Point annotation dataset records:
- - - - -
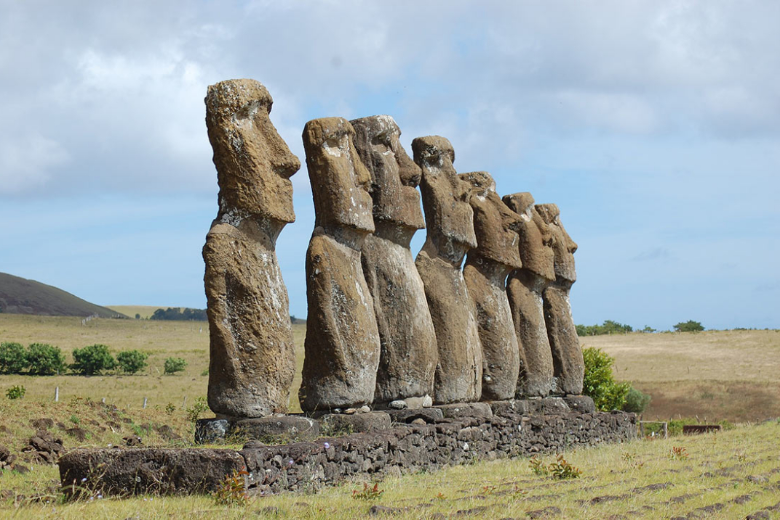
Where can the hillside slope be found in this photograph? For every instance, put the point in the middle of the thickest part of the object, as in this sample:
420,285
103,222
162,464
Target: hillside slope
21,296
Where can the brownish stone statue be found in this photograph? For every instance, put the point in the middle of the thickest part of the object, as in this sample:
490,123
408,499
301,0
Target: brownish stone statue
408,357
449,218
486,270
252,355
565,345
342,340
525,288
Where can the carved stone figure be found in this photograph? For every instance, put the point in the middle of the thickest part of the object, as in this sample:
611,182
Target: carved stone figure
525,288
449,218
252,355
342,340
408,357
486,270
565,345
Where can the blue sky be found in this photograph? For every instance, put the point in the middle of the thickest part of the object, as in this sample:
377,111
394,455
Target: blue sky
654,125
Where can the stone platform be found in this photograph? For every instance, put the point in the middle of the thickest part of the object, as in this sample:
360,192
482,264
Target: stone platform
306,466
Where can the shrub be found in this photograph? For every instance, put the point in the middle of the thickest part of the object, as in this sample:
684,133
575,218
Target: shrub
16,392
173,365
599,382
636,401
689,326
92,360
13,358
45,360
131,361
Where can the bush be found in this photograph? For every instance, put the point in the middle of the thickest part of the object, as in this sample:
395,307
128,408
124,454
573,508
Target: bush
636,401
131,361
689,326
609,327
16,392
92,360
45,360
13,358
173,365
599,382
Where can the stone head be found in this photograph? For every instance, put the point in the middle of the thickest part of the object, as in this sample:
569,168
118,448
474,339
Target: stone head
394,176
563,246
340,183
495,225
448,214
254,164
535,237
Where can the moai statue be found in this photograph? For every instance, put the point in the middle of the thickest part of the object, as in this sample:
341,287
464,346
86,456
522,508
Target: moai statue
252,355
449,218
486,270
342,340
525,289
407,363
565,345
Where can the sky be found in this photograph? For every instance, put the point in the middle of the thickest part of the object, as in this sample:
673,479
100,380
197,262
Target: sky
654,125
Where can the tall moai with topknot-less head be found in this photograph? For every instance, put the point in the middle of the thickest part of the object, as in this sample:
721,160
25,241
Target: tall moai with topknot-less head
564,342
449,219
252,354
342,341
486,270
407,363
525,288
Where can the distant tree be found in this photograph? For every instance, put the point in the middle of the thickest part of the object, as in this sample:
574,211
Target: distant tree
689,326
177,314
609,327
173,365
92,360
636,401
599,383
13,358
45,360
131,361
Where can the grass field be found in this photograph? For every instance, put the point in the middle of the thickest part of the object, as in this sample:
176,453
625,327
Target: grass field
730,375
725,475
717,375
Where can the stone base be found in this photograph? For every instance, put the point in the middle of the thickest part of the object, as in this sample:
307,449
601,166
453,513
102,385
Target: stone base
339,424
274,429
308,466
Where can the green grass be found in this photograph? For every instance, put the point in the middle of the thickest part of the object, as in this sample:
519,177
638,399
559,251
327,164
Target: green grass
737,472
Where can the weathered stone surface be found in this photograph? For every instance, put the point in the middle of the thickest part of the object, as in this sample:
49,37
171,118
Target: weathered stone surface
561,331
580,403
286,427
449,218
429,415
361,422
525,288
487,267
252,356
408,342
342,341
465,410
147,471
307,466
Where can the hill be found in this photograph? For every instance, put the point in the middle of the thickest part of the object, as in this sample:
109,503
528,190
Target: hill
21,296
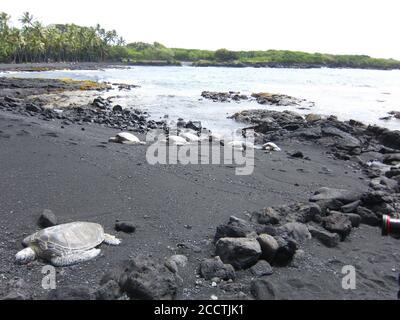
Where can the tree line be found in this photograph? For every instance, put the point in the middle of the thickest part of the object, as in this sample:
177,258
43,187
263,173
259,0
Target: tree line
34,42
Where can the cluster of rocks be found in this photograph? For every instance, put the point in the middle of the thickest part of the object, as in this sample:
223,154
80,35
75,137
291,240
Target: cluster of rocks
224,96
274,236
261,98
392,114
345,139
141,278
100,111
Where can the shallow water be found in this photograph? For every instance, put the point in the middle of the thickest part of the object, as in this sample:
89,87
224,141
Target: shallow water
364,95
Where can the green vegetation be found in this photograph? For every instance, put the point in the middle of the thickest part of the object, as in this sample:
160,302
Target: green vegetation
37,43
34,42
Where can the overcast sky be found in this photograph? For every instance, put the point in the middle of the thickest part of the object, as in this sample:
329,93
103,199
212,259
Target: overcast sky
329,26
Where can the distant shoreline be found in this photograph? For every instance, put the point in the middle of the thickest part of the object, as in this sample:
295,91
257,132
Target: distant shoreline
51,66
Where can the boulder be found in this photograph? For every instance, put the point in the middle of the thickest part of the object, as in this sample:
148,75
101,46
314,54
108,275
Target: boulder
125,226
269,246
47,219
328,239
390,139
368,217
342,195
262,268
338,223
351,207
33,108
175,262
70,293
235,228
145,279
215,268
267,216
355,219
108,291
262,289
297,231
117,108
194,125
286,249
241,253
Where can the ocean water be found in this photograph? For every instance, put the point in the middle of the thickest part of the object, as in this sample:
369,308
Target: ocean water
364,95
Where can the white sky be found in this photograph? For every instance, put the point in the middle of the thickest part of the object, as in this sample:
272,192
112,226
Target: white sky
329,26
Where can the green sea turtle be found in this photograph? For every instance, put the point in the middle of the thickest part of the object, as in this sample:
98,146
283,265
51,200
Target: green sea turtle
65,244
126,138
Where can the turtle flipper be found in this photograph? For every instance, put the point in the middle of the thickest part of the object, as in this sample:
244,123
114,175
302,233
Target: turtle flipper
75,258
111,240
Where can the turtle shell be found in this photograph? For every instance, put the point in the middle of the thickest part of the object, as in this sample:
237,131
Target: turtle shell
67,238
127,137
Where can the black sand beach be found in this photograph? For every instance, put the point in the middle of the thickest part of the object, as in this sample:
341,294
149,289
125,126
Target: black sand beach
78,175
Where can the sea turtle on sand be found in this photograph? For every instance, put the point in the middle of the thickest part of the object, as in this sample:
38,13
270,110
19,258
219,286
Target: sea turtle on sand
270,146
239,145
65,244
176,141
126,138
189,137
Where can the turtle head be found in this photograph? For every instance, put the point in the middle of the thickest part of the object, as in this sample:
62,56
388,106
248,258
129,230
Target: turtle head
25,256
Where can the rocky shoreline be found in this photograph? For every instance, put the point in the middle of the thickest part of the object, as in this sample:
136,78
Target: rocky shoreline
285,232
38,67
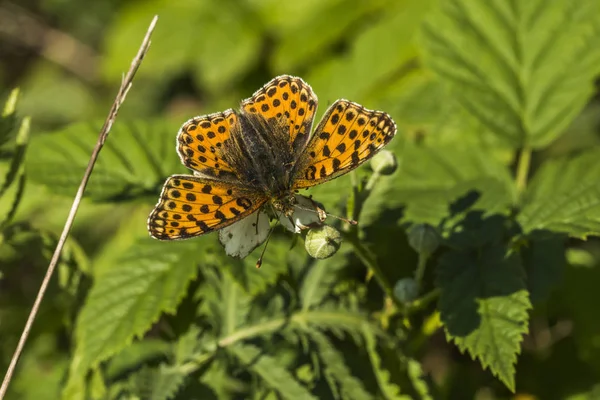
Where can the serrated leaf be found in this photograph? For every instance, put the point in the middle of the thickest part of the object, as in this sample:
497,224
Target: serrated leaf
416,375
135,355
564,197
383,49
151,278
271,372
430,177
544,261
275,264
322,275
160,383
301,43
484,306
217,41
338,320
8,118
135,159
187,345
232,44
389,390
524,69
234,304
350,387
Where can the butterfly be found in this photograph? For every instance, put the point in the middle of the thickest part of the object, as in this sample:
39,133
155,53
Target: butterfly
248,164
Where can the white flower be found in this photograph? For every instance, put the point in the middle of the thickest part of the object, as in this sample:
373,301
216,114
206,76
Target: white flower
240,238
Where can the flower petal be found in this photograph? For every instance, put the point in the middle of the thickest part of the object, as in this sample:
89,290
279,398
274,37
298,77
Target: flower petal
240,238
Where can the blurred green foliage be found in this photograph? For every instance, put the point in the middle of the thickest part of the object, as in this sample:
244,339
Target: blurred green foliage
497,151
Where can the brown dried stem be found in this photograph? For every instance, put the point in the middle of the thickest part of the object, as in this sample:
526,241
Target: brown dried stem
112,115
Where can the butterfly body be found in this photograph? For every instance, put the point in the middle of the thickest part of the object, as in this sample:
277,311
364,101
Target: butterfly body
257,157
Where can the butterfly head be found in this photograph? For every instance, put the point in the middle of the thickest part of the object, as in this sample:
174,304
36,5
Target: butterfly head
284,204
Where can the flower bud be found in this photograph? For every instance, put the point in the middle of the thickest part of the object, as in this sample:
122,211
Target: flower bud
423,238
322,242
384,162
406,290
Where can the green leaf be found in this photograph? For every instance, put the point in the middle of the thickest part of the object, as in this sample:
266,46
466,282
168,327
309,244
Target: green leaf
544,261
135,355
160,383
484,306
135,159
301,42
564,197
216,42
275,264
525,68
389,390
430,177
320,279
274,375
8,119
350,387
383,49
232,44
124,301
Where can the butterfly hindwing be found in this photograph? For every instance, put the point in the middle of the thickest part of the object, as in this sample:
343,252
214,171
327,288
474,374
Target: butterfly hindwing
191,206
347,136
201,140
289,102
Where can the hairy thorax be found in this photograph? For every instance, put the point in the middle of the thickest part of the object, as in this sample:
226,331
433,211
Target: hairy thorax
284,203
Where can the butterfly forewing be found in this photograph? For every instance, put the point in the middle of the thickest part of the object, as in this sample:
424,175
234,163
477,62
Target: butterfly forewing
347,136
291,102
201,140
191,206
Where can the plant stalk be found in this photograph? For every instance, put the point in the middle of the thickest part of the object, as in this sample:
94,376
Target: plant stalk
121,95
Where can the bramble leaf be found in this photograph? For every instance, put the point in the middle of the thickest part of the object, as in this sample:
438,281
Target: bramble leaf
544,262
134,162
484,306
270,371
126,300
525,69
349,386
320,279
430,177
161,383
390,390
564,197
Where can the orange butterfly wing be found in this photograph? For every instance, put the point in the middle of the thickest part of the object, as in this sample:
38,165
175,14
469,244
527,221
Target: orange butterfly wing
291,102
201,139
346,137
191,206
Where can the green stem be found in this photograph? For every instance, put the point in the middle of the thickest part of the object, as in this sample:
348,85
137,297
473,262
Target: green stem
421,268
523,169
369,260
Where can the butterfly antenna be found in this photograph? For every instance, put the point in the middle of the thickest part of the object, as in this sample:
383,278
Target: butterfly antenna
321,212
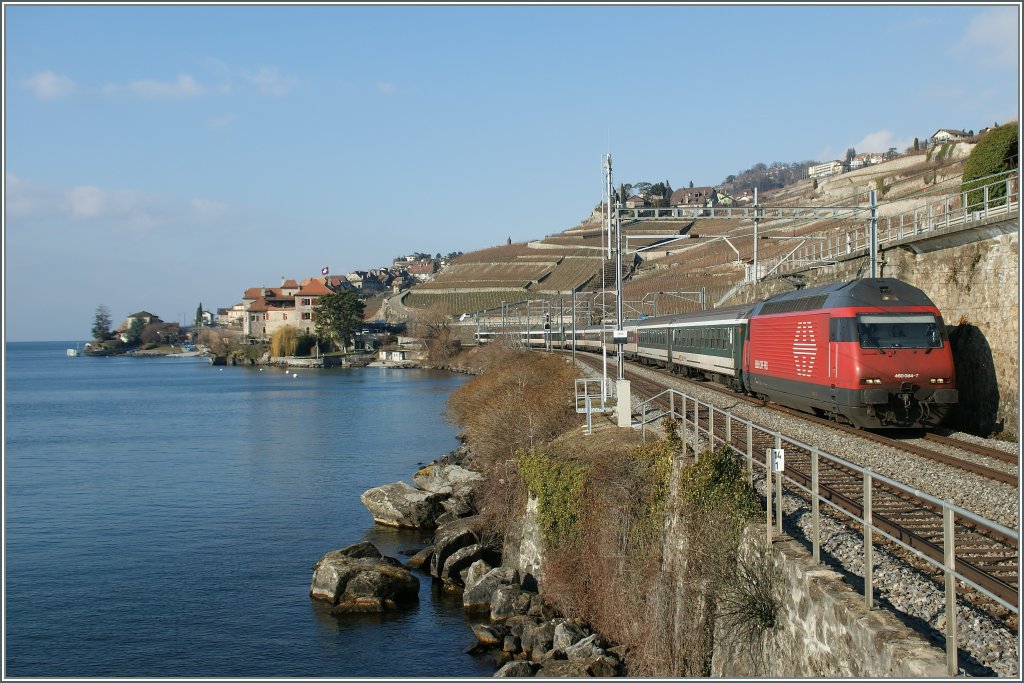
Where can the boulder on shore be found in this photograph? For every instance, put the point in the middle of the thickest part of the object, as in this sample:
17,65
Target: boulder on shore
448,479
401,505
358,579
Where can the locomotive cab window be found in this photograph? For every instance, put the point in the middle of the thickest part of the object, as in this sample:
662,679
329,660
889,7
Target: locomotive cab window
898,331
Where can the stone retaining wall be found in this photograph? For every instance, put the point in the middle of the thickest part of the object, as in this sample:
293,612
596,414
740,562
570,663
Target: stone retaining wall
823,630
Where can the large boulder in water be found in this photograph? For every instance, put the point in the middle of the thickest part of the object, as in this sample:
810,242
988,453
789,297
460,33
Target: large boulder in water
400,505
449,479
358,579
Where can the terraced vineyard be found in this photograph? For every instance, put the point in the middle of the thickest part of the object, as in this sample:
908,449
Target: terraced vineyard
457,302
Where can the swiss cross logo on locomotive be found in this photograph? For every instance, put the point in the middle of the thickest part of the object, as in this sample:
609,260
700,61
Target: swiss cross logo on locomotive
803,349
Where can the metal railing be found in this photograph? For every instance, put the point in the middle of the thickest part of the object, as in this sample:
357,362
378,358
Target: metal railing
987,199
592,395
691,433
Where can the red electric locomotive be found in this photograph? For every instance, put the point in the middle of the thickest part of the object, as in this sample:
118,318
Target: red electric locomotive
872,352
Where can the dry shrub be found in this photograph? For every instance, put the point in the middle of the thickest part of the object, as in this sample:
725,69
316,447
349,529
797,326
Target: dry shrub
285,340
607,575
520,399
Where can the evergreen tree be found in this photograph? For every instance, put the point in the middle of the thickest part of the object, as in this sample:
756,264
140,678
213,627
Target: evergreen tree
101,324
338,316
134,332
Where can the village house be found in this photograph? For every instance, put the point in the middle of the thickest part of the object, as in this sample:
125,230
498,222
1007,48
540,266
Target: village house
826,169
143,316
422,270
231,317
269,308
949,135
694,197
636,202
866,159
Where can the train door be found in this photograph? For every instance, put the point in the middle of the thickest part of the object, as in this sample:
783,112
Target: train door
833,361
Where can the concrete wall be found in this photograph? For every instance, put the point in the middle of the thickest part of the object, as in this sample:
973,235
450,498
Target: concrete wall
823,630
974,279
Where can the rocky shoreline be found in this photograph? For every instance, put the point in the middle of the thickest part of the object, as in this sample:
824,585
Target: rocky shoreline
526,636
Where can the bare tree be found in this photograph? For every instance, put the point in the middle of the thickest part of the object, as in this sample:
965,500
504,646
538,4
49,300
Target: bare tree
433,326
- - - - -
Could you copy the rows word for word, beginning at the line that contains "Where can the village" and ending with the last line of the rows?

Where can the village house be found in this photograph? For every instance, put the point in the middle of the thickest part of the object, as in this sample:
125,230
498,222
1007,48
540,266
Target: village house
826,169
143,316
422,270
231,317
269,308
949,135
694,197
636,202
866,159
Where can the train door be found in this photograph? For every instance, put the point in the middle of the thickest part of the object, as in this sample:
783,112
Target: train door
833,361
Where can the concrete wall be found in this photograph? For every instance, put the point in the middle of the thickest part of the object, as in this sample:
973,235
450,498
Target: concrete wall
823,630
974,279
Where can the rocky shoreline be found in this photograph? For every instance, put the point in the middle of the thickest part of the object, as in this sample:
824,585
Target: rocky shoreline
526,636
Where can the bare tree be found in this photograph? For every instance, put the point in the middle of the thickest part of the object, as in this sample:
965,500
504,646
538,4
49,300
Target: bare tree
433,326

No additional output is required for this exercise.